What the task asks
Your task is to tally the lines of the listing containing the word "image" and report the figure alone.

(Records provided begins)

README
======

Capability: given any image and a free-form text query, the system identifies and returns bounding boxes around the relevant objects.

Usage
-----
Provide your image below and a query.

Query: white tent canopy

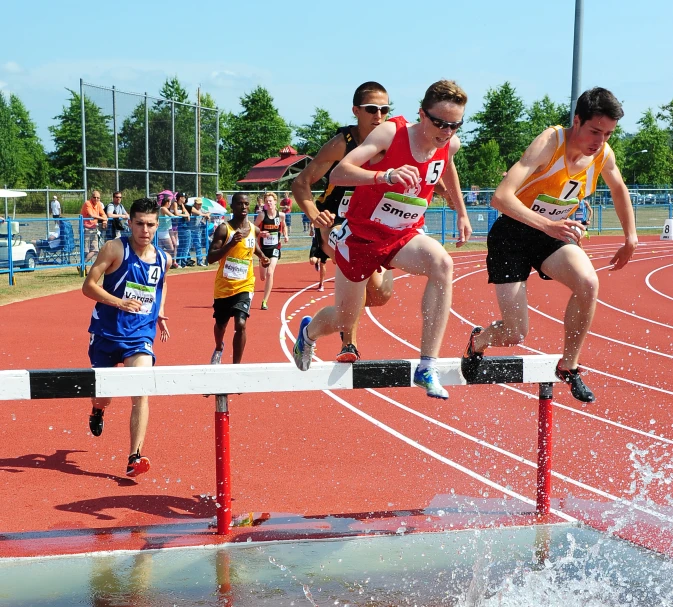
[0,189,27,219]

(Records provided ends)

Response area
2